Because the pictures are not wanted, reproduce the rest of the records below exactly as they stand.

Dataset excerpts Block Start

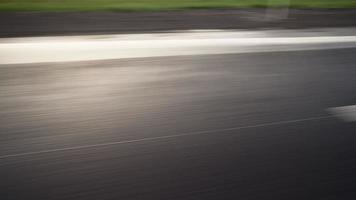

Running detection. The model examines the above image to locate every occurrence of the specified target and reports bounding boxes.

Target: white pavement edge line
[0,115,332,160]
[2,35,356,64]
[328,105,356,122]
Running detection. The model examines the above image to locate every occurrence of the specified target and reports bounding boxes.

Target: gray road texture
[1,48,356,199]
[1,9,356,37]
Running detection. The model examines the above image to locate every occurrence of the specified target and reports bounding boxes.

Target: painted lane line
[0,115,332,160]
[328,105,356,122]
[1,32,356,64]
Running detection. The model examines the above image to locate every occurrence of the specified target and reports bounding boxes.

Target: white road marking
[328,105,356,122]
[1,29,356,64]
[0,115,332,160]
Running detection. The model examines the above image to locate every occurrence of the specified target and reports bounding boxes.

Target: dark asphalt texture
[1,48,356,199]
[1,9,356,37]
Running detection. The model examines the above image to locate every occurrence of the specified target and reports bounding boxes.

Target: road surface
[1,47,356,199]
[1,9,356,37]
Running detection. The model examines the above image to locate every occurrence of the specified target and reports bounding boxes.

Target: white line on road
[1,29,356,64]
[0,115,332,160]
[328,105,356,122]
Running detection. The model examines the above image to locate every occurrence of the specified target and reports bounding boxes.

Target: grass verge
[0,0,356,12]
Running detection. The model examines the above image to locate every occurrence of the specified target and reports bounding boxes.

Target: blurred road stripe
[328,105,356,122]
[1,29,356,64]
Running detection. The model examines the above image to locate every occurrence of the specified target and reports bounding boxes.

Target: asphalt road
[1,48,356,199]
[1,9,356,37]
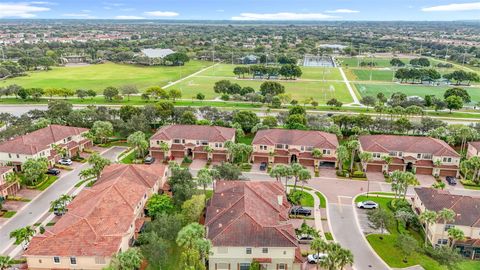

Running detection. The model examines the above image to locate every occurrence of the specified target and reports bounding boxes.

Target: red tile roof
[151,125,235,142]
[0,166,13,175]
[469,142,480,152]
[0,125,88,155]
[25,164,167,257]
[253,129,338,149]
[359,135,459,157]
[206,181,299,248]
[415,188,480,227]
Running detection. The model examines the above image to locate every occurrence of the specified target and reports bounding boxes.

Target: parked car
[144,156,155,164]
[307,253,328,264]
[446,176,457,186]
[297,234,314,244]
[259,162,267,171]
[58,158,72,166]
[356,201,379,209]
[46,168,61,175]
[290,206,312,216]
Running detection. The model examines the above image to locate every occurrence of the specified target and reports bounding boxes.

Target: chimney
[277,195,283,205]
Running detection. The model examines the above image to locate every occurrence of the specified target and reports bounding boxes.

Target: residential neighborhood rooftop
[359,135,460,157]
[24,164,167,257]
[151,124,235,142]
[414,187,480,227]
[0,125,88,155]
[252,129,338,149]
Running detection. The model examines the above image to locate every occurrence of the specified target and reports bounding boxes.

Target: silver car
[307,253,328,264]
[356,201,379,209]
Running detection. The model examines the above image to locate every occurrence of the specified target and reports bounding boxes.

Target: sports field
[356,83,480,103]
[2,61,211,91]
[338,57,411,68]
[347,69,395,82]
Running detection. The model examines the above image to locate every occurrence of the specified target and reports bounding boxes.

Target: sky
[0,0,479,21]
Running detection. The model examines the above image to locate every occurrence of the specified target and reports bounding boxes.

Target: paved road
[0,146,126,255]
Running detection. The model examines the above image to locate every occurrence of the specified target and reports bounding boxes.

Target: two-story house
[149,125,235,162]
[0,125,91,170]
[206,181,303,270]
[24,164,168,270]
[358,135,460,177]
[0,166,18,198]
[412,187,480,260]
[467,142,480,159]
[251,129,338,168]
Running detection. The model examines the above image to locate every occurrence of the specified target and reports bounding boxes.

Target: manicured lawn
[237,134,254,145]
[2,211,16,218]
[295,190,314,207]
[350,69,396,82]
[120,150,136,164]
[458,261,480,270]
[300,66,343,81]
[356,82,480,104]
[175,75,353,102]
[2,61,211,91]
[324,232,334,240]
[315,192,327,208]
[338,57,411,68]
[36,175,59,191]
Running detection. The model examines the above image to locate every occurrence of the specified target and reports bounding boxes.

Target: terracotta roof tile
[151,125,235,142]
[253,129,338,149]
[25,164,167,257]
[359,135,459,157]
[0,166,13,175]
[469,142,480,152]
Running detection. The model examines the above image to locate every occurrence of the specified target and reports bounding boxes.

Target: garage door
[253,156,268,163]
[151,151,164,160]
[171,150,185,158]
[69,146,79,157]
[440,169,457,177]
[367,164,383,172]
[212,154,227,162]
[389,165,404,172]
[299,159,314,166]
[416,167,433,175]
[274,156,289,164]
[193,152,207,160]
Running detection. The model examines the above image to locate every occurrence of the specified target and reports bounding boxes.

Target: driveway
[0,146,126,254]
[416,174,436,187]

Dataset excerpts Block End

Result =>
Running detection. The model examines the above image to locate every occurrence of the specified target and reports bounding boxes.

Target: white pavement edge line
[0,115,332,160]
[2,35,356,64]
[328,105,356,122]
Running detection. The model examines the above image to locate every occurrence of the specified target and reports bounding boxes.

Target: gray road texture
[1,48,356,199]
[1,9,356,37]
Running detection. The model examines the above image to locate every occurrence of the specified target and reports bounding boxes.

Target: painted lane line
[0,115,332,160]
[328,105,356,122]
[1,32,356,64]
Running detection. The model examines the above image to locate every occurrence of the specified target and reports bounding boxes.

Target: white road marking
[328,105,356,122]
[1,29,356,64]
[0,115,332,160]
Running detection. The model examines the above image to locate every occurrence of the specified target and reports bounding boxes.

Target: dark asphalt texture
[1,48,356,199]
[1,9,356,37]
Running detection. The model examines the above image to locate every occurrence of the specified target and reports bounding boxes.

Target: road surface
[1,47,356,199]
[1,9,356,37]
Running detection. The model examines the above image to locate every occurrence of the specified target and reports bounding boxes.

Target: white line on road
[1,29,356,64]
[0,115,332,160]
[328,105,356,122]
Running detection. The model examines the above image to locate every occurrence of the specified target and reports bounding boxes.

Target: grass verge
[0,0,356,12]
Running detection. The model examines the above image to locate every occurrence of the specified target and reports bounding boxes.

Target: blurred road stripe
[328,105,356,122]
[1,29,356,64]
Running detection. The model examines the above image to locate every occurrence of the specified target and reports bounding boxes.

Target: asphalt road
[1,48,356,199]
[1,9,356,37]

Running detection. The model examines the above image to locate every occurrence of the specified target and reports bounding boxes.

Target: red tile roof
[151,125,235,142]
[0,166,13,175]
[469,142,480,152]
[0,125,88,155]
[25,164,167,257]
[253,129,338,149]
[359,135,459,157]
[206,181,299,248]
[415,188,480,227]
Running detection. The model examines the above image to locate every occurrence of the specified target and reports bounding boxes.

Target: parked car
[144,156,155,164]
[307,253,328,264]
[446,176,457,186]
[297,234,314,244]
[259,162,267,171]
[58,158,72,166]
[356,201,379,209]
[46,168,61,175]
[290,206,312,216]
Running detection. The model examines the above image to locate every occurrence of the specified target and reports bounding boxes.

Target: chimney
[277,195,283,205]
Running detection. The model examines the above image to locate every occurrence of the specified target and reports bounding boxes.

Target: residential neighborhood rooftop
[359,135,460,157]
[24,164,167,257]
[151,124,235,142]
[414,187,480,227]
[0,125,88,155]
[252,129,338,149]
Running detection. The model examines the above image to locate every occurrence of the specified target and reports bounding boxes.

Target: silver car
[307,253,328,264]
[356,201,379,209]
Running detection. The model examines the above image to locate every occurrence of the specified target and reports bounding boxes.

Target: sports field
[356,83,480,103]
[2,61,211,91]
[338,57,411,68]
[347,69,395,82]
Running detection. The model examines the above image to locate every occurrence of the specified target and reports bounding boxes.

Target: sky
[0,0,479,21]
Running detection. The model examines the above image to locate every occurrence of the specified target and reports bounding boxes.

Target: paved road
[0,146,126,255]
Running detection. The model examines the above image to locate every occurrence of the specified target and reports bounding boxes.

Target: two-story house
[149,125,235,162]
[0,125,91,170]
[206,181,303,270]
[24,164,168,270]
[358,135,460,177]
[0,166,18,198]
[412,187,480,260]
[467,142,480,159]
[251,129,338,168]
Running detection. The model examines the above image to locate every occurrence of the specified target and reports bounding boxes.

Target: manicured lawn
[237,134,254,145]
[2,211,16,218]
[295,190,314,207]
[350,69,396,82]
[120,150,136,164]
[458,261,480,270]
[300,66,343,81]
[356,82,480,104]
[175,75,353,102]
[2,61,211,91]
[324,232,334,240]
[315,192,327,208]
[338,57,411,68]
[36,175,59,191]
Running detection. The model examines the above image to locate every occurrence of the specified target and reports bounding boxes.

Target: terracotta roof tile
[151,125,235,142]
[253,129,338,149]
[25,164,167,257]
[359,135,459,157]
[0,166,13,175]
[469,142,480,152]
Running detection. The model examines the above image to locate every occurrence of the specified target and reports bounding boxes.

Target: garage door
[253,156,268,163]
[151,151,164,160]
[171,150,185,158]
[69,146,79,157]
[440,169,457,177]
[367,164,383,172]
[212,154,227,162]
[389,165,404,172]
[299,159,314,166]
[416,167,433,175]
[274,156,289,164]
[193,152,207,160]
Running detection. The model examines the above image to locate every occurrence of the specified target and reports bounding boxes.

Target: driveway
[0,146,126,254]
[416,174,436,187]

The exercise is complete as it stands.